* _AUSGEWÄHLTER AUSZUG_:
********************

Ganz wichtig ist es mir festzuhalten, was nicht das Ziel des Einsatzes von Medien in der Kita ist: Es geht nicht darum, dass Kinder lernen, beispielsweise ein Tablet zu bedienen. Das kann ein Nebeneffekt sein, aber nicht das Ziel. Und es geht auch nicht darum, dass Kita-Kinder in der Kita Lern- und Spie­le-Apps nutzen. Vielmehr sollen sie Handy, Tablet und Com­puter als Instrumente kennenlernen, mit denen sie ihr Wissen und ihren Handlungsspielraum erweitern können.

k&g: Sie haben sich sehr intensiv mit Medien in der Frühpädago­gik beschäftigt. Was sind Ihre wichtigsten Erkenntnisse, die Sie gerne weitergeben möchten?
Dr. Knauf: Mit digitalen Medien ist unheimlich viel möglich und es ist faszinierend, was einige Einrichtungen hier auf die Beine stellen.
Aber Digitalisierung ist auch kein Wundermittel: Durch Digi­talisierung wird aus einer schlechten Pädagogik keine gute. Es kommt also darauf an, wie und wo man digitale Medien einsetzt.
In den letzten Jahren habe ich mich vor allem damit befasst, welche Bedeutung digitale Medien für die pädagogischen Fachkräfte in Kitas haben.
Dabei sind verschiedene Dinge deutlich geworden: Digitale Medien können in manchen Teams einen echten Motivations­schub auslösen. Wenn alle sich für neue digitale Werkzeuge begeistern können und Ideen für kreative Projekte mit Medi­en liefern, kann mit viel Freude und Begeisterung gearbeitet werden. Und das strahlt dann auch in die herkömmliche päd­agogische Arbeit hinein und bereichert sie.

********************

* _GEGEBENE DATEN_:
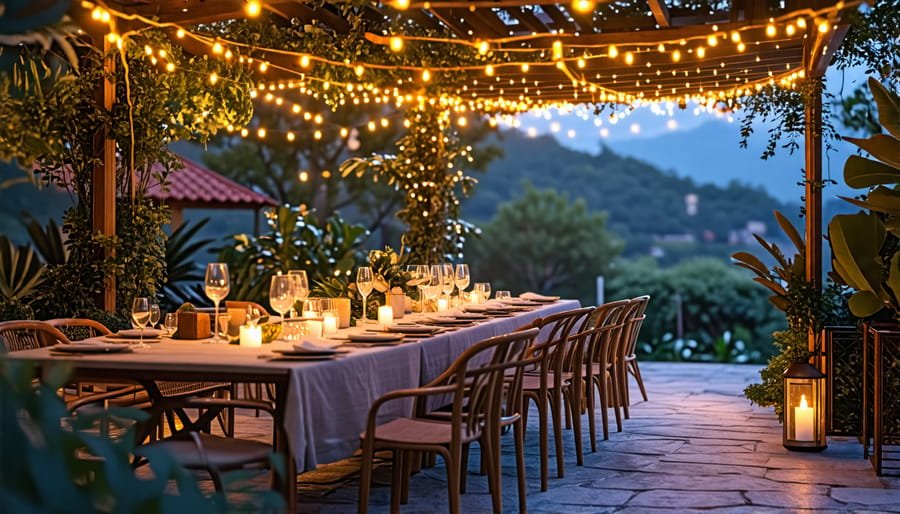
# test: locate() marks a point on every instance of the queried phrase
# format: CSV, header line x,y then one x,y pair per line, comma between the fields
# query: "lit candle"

********************

* _AUFGABENSTELLUNG_:
- a) Liste sämtliche digitalen Geräte auf, die der Auszug über digitale Medien in der Kita ausdrücklich nennt.
- b) Schreibe den Auszug über digitale Medien in der Kita im Anschluss an seinen letzten Satz weiter.

* _ERGEBNISSE_:
- a) Tablet, Handy, Computer

- b)
Andererseits gibt es auch viele Hürden, wie etwa eine man­gelnde Geräte- und Internetausstattung. Oder unklare Rege­lungen beim Datenschutz. Das verleidet vielen Fachkräften die Arbeit mit Medien. Hier sind die Träger gefragt.
Und natürlich gibt es auch viele Fachkräfte mit großen Vorbe­halten. Diese Vorbehalte muss man ernst nehmen. Sie können aber auch eine positive Dynamik ausbremsen und zu Frustra­tionen führen. Mit einem Klischee möchte ich jedoch aufräu­men: Aufgeschlossenheit bzw. Ablehnung hängen nicht auto­matisch mit dem Alter zusammen – es gibt 60-jährige Digitalpionier*innen in den Kitas ebenso wie 20-jährige Medienskeptiker*innen.

k&g: Haben Sie einen Praxisimpuls für unsere Leser*innen, den sie mit ihren Kita-Kindern und Medien umsetzen könnten?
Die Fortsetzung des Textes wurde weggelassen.